-- Exercise details --
Can you give the data below again with every "even-odd rule" switched to "nonzero winding rule" and nothing else changed?

-- Data provided --
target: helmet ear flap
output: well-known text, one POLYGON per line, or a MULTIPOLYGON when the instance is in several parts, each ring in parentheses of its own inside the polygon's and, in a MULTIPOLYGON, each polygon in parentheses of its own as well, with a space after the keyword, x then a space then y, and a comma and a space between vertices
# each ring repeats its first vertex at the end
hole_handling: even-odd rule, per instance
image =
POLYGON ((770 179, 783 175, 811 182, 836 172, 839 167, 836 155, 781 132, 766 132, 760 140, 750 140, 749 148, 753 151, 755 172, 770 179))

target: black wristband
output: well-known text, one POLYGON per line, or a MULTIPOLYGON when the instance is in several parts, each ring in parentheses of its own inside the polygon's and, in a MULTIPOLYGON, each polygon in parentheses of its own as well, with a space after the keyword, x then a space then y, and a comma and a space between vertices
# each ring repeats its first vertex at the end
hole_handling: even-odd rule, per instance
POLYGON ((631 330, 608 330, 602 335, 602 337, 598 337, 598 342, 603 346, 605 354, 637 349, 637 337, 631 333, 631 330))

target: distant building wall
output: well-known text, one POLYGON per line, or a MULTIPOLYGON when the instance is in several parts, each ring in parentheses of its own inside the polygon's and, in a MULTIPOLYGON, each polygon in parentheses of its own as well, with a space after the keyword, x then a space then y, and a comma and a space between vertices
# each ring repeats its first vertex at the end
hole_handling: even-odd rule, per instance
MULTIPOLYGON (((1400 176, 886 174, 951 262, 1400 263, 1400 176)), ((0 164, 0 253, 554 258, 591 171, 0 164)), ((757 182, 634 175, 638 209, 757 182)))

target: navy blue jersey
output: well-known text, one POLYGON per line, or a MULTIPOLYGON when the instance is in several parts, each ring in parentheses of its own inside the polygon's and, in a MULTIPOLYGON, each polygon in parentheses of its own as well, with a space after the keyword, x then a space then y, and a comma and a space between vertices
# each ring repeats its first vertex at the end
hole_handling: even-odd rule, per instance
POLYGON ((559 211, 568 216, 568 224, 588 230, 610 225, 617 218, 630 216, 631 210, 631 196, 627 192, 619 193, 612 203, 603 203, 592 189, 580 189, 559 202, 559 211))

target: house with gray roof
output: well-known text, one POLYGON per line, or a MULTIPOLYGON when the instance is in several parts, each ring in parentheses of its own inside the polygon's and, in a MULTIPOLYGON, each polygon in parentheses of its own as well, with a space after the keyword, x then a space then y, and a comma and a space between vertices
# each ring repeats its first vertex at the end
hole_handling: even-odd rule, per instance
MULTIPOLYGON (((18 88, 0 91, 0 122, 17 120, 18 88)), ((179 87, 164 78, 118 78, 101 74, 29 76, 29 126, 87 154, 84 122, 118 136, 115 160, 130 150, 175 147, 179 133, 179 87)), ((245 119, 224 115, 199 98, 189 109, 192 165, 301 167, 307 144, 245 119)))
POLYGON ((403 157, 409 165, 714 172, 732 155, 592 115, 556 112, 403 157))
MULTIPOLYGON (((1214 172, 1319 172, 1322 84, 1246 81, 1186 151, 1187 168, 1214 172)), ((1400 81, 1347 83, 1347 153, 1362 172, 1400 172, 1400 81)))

-- Complete response --
target: helmet ear flap
output: well-known text, one POLYGON per line, or a MULTIPOLYGON when the instance is in several parts, each ring in parentheses of its own inside the polygon's and, in a MULTIPOLYGON, each polygon in parentheses of its own as well, with a space after the keyword, x then a space then y, and a comma and a space between vertices
# each ring repeats its first vertex at the end
hole_handling: nonzero winding rule, per instance
image =
POLYGON ((770 179, 783 175, 811 182, 836 172, 839 167, 836 155, 781 132, 766 132, 760 140, 750 140, 749 148, 753 151, 755 172, 770 179))

target: black wristband
output: well-known text, one POLYGON per line, or a MULTIPOLYGON when the instance is in several parts, each ring in parentheses of its own inside the polygon's and, in a MULTIPOLYGON, each polygon in parentheses of its own as well, with a space after the keyword, x then a space then y, and a comma and a space between vertices
# each ring repeats its first vertex at the end
hole_handling: nonzero winding rule, per instance
POLYGON ((631 330, 608 330, 602 335, 602 337, 598 337, 598 342, 603 346, 605 354, 637 349, 637 337, 631 333, 631 330))

target: distant building wall
output: well-known text, one POLYGON per line, or a MULTIPOLYGON when the instance is in several parts, each ring in parentheses of its own inside the polygon's and, in a MULTIPOLYGON, each polygon in parentheses of its own as well, with a space after the keyword, x then a space then y, and a comma and a space between vertices
# each ring repeats its first vertex at the end
hole_handling: nonzero winding rule, per instance
MULTIPOLYGON (((1400 176, 886 174, 951 262, 1400 263, 1400 176)), ((0 164, 0 253, 554 258, 591 171, 0 164)), ((757 182, 634 175, 638 209, 757 182)))

target: navy blue jersey
output: well-known text, one POLYGON per line, or a MULTIPOLYGON when the instance is in several parts, each ring in parentheses of its own inside the polygon's and, in a MULTIPOLYGON, each polygon in parentheses of its own as well, with a space after the keyword, x then a space then y, and a comma and a space between vertices
# each ring repeats its first vertex at the end
hole_handling: nonzero winding rule, per instance
POLYGON ((559 211, 568 216, 568 224, 588 230, 610 225, 617 218, 630 216, 631 210, 631 196, 627 192, 619 193, 612 203, 603 203, 592 189, 580 189, 559 202, 559 211))

target: house with gray roof
output: well-known text, one POLYGON per line, or a MULTIPOLYGON when the instance is in several parts, each ring in parentheses of its own inside the polygon's and, in a MULTIPOLYGON, each polygon in parentheses of its own as well, with a space after the keyword, x then a space then y, and a comma and a space between vertices
# each ring repeats its first vertex at the end
hole_handling: nonzero winding rule, per instance
MULTIPOLYGON (((18 88, 0 91, 0 122, 17 120, 18 88)), ((179 87, 164 78, 118 78, 101 74, 29 76, 29 126, 87 154, 84 122, 118 136, 115 160, 130 150, 175 147, 179 133, 179 87)), ((245 119, 224 115, 199 98, 189 109, 192 165, 301 167, 307 144, 245 119)))
POLYGON ((403 157, 409 165, 714 172, 732 155, 592 115, 556 112, 403 157))
MULTIPOLYGON (((1214 172, 1319 172, 1322 84, 1246 81, 1186 151, 1187 168, 1214 172)), ((1400 81, 1347 83, 1347 153, 1362 172, 1400 172, 1400 81)))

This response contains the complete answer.